Passage ::
Fundamental 3-D properties of magnetic turbulence observed in the magnetosheath are reported, thanks to measurements by ESA's Cluster mission close to the magnetopause. These properties are of prime importance to model magnetic turbulence in the magnetosheath, which plays a key role in the dynamical coupling between the solar wind and the magnetosphere. Their consequences are also relevant to astrophysical and laboratory plasmas. This new scientific breakthrough on magnetic turbulence by Cluster is published today, 24 February 2006, in Physical Review Letters.

The Earth's magnetic field is our line of defence against the permanent flow of particles coming from the Sun: the solar wind. Thanks to the Earth's magnetic field, most of this solar material gets deflected around the Earth's magnetosphere, delimited by a boundary layer called magnetopause.

Image 1: Sketch of the Earth's magnetosphere (ESA)

Like for any other magnetised planet (Jupiter, Saturn, ...), the solar wind is in fact first decelerated from supersonic to subsonic speed by a shock wave (called bow shock), located in front of the magnetopause. The region between the bow shock and the magnetopause, characterized by very turbulent plasma, is called the magnetosheath (Image 1).

Characterising the properties of the magnetic turbulence occurring in this region is of prime importance to understand its role in fundamental processes such as mass transport, energy dissipation and magnetic reconnection (a physical process which enables a small fraction of the incoming solar wind to sneak through the magnetopause).

Image 2: Magnetic field fluctuations measured by the FGM instrument on all four Cluster spacecraft, colour coded as follows: black–Cluster 1, red-Cluster 2, green-Cluster 3 and blue-Cluster 4. (a) parallel component of the magnetic field fluctuations with respect to the mean static field B0; (b) magnitude of the whole fluctuations normalized to B0 (courtesy of Dr. Sahraoui, CETP/IPSL)

On 18 February 2002, the four satellites of the Cluster mission were crossing the magnetosheath close to the magnetopause when they simultaneously detected a high level of magnetic field fluctuations (Image 2). The four spacecraft were flying in tetrahedral formation at about 100 kilometres distance from each other, hence the similarities between the measurements obtained by the different satellites.

By conducting a multi-point analysis of these fluctuations, a team of European scientists reports 3-D properties of magnetic turbulence, observed in the magnetosheath close to the magnetopause, and compare them to present turbulence theories. Here is a brief summary of their results, published by Dr. Fouad Sahraoui and co-authors in today's issue of Physical Review Letters.

What can be done without using the unique capability of the Cluster mission to provide simultaneous measurements at different points in space (here closely located)? A standard way to analyse such magnetic turbulence would be to compute the power spectrum of each time series obtained by each spacecraft. The power spectrum indeed provides information on the scales and processes by which the energy is injected, transferred and dissipated in the system. Image 3 displays the low frequency part of the spectra computed for each spacecraft. As one can see, all spectra roughly follow a power law f-7/3 in the initial range (here for f ≥ 0.11 Hz).

Work instructions ::
Copy the stretch of the magnetosheath turbulence text from "Image 1: Sketch" through "magnetosheath (Image 1).", word for word.

Coordinate annotation entries ::
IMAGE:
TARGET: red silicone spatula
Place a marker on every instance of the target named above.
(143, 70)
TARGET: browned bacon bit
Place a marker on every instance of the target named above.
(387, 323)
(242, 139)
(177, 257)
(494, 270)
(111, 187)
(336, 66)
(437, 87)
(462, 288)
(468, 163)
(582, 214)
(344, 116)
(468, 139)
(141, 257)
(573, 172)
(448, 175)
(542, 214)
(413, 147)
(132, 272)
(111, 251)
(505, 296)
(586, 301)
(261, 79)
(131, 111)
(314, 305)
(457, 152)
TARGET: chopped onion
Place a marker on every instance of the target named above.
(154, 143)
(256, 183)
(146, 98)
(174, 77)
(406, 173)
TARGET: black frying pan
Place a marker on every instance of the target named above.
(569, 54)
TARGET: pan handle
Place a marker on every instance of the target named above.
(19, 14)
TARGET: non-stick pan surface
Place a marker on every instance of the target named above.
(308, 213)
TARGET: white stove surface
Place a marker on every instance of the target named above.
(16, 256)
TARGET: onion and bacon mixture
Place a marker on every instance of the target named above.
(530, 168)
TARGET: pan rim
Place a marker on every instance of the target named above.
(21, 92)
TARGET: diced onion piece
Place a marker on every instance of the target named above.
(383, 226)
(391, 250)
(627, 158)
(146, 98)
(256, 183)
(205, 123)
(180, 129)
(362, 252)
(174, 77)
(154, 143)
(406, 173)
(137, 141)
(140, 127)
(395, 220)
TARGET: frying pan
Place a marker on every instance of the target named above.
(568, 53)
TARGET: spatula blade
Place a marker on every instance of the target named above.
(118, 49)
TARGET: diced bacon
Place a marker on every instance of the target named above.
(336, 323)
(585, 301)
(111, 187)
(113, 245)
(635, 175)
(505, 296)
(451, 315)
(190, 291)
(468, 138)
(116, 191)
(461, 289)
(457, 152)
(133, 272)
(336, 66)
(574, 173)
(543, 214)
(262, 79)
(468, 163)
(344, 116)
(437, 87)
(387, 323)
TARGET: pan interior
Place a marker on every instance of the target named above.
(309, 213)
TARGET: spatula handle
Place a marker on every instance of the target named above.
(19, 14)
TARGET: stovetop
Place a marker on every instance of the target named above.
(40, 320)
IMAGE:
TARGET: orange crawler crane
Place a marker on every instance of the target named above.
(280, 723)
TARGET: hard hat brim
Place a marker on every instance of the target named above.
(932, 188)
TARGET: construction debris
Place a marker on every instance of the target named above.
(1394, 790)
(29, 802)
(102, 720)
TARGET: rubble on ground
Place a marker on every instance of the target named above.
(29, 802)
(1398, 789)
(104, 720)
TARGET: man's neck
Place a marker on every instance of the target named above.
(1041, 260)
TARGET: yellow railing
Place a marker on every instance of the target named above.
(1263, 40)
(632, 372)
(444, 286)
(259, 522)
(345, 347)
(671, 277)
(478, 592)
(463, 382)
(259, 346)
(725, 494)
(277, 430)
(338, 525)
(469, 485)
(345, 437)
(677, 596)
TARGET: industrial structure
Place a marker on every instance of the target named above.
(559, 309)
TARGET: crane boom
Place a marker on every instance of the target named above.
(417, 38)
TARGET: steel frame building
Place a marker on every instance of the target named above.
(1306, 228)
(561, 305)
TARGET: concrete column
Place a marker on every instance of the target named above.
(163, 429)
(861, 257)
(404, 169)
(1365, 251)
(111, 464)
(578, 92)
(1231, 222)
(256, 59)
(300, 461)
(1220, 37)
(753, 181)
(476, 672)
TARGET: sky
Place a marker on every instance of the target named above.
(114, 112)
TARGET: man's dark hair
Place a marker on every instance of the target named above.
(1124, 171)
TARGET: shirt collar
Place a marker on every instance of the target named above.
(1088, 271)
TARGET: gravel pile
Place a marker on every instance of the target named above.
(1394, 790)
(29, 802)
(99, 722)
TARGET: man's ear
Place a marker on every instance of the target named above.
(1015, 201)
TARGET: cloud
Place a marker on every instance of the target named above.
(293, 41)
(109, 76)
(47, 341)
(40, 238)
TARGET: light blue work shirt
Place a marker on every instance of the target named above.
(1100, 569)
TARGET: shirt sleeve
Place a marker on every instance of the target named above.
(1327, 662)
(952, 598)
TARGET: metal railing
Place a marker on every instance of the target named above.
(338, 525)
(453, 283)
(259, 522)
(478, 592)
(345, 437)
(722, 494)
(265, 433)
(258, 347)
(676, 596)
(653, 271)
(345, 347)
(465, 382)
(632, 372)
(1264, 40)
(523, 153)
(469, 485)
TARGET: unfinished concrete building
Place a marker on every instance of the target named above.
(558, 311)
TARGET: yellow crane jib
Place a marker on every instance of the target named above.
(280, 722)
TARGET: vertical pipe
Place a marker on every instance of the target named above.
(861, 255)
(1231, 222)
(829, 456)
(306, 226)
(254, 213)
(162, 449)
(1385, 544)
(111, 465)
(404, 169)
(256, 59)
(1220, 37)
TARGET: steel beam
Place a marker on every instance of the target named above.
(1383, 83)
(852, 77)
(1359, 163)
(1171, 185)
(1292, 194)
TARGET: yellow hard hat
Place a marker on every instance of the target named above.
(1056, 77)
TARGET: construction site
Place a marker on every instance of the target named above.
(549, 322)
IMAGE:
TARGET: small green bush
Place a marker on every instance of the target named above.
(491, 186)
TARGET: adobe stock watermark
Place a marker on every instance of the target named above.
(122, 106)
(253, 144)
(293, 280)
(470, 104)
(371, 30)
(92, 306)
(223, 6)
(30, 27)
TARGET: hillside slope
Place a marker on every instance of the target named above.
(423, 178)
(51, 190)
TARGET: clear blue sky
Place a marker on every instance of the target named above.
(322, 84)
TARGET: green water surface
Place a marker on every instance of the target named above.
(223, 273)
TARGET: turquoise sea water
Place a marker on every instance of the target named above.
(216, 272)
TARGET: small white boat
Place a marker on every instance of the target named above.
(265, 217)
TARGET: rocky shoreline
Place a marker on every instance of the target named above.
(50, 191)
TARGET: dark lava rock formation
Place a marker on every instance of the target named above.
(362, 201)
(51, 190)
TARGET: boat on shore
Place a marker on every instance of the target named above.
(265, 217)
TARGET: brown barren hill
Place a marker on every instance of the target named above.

Completed task ::
Image 1: Sketch of the Earth's magnetosphere (ESA)

Like for any other magnetised planet (Jupiter, Saturn, ...), the solar wind is in fact first decelerated from supersonic to subsonic speed by a shock wave (called bow shock), located in front of the magnetopause. The region between the bow shock and the magnetopause, characterized by very turbulent plasma, is called the magnetosheath (Image 1).